### Position annotation records
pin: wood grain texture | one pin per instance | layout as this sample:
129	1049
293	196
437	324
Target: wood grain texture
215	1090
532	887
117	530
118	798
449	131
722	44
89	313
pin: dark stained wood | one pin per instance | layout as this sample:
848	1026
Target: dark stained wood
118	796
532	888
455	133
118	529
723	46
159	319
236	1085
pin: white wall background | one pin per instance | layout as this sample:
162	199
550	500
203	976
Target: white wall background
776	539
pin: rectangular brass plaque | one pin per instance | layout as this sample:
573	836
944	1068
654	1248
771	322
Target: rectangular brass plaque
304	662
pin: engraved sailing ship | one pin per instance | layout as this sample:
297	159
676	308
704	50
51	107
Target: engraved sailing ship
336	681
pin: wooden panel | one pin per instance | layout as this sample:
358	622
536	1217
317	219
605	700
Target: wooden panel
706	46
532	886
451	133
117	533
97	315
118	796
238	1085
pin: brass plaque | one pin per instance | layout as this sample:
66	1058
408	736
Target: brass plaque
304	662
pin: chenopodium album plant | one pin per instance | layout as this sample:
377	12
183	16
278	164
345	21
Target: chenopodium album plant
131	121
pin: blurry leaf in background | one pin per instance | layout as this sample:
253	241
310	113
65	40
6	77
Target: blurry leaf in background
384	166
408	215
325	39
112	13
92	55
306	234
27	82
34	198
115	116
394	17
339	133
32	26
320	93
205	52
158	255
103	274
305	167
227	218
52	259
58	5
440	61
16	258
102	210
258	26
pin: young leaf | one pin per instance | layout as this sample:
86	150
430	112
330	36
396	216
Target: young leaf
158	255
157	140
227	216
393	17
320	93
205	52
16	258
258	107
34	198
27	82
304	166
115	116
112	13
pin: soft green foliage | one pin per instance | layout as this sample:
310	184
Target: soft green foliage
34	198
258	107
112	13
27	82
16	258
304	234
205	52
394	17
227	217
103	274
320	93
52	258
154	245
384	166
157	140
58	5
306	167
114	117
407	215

### Exercise directions
Output these lines as a numbered list, leaving out any blank lines.

### Solved exercise
1. pin: wood grain texture | one pin per instance | layout as this sample:
2. 129	1049
3. 293	196
4. 437	324
5. Target: wood grain texture
6. 215	1090
7. 532	887
8. 117	530
9. 118	798
10. 449	131
11. 722	44
12. 89	313
13. pin: dark stained wood | one pin per instance | layout as this sample:
14. 848	1026
15. Target: dark stained wood
16. 118	796
17. 532	888
18. 455	133
19. 118	529
20. 723	46
21. 159	319
22. 236	1085
23. pin: white wall background | one pin per instance | layout as this sample:
24. 162	199
25. 550	500
26. 203	976
27. Target: white wall background
28. 776	539
29. pin: rectangular brass plaque | one pin per instance | layout as this sample:
30. 573	836
31. 944	1068
32. 654	1248
33. 771	322
34. Target: rectangular brass plaque
35. 304	662
36. pin: engraved sailing ship | one pin per instance | layout as this sample:
37. 297	159
38. 676	308
39. 704	50
40. 51	107
41. Target: engraved sailing ship
42. 336	681
43. pin: wooden panel | one pin per instance | layout as this sample:
44. 358	622
45. 536	1217
46. 317	219
47. 605	700
48. Target: wooden panel
49. 706	46
50. 532	886
51. 451	133
52. 117	533
53. 97	315
54. 118	796
55. 238	1085
56. pin: brass plaque | one pin per instance | layout as this sample:
57. 66	1058
58. 408	736
59. Target: brass plaque
60. 304	662
61. pin: chenopodium album plant | one pin per instance | layout as this sample:
62. 377	12
63. 183	16
64. 278	164
65. 345	21
66. Target: chenopodium album plant
67. 131	121
68. pin: blurry leaf in background | one pin per instance | layout as this sample:
69. 253	241
70. 310	113
71. 65	40
72. 6	77
73. Target: blurry leaf in background
74. 384	166
75. 408	215
76. 325	39
77. 112	13
78. 92	55
79. 306	234
80. 27	82
81. 34	198
82. 115	116
83. 394	17
84. 339	133
85. 32	26
86. 320	93
87. 205	52
88. 158	255
89. 103	274
90. 305	167
91. 227	218
92. 52	259
93. 58	5
94. 440	61
95. 16	258
96. 102	210
97. 258	26
98. pin: young leaf | one pin per instance | layout as this sample:
99. 86	150
100. 430	112
101. 330	36
102. 396	216
103. Target: young leaf
104. 158	255
105. 157	140
106. 227	216
107. 393	17
108. 320	93
109. 205	52
110. 16	258
111. 258	107
112. 34	198
113. 27	82
114. 304	166
115. 115	116
116. 112	13
117. pin: soft green foliage | one pin per instance | layout as this sample:
118. 310	184
119. Target: soft green foliage
120. 34	198
121. 258	107
122. 112	13
123. 27	82
124. 16	258
125. 304	234
126. 205	52
127. 394	17
128. 227	217
129. 103	274
130. 320	93
131. 52	258
132. 154	245
133. 384	166
134. 157	140
135. 58	5
136. 306	167
137. 114	117
138. 407	215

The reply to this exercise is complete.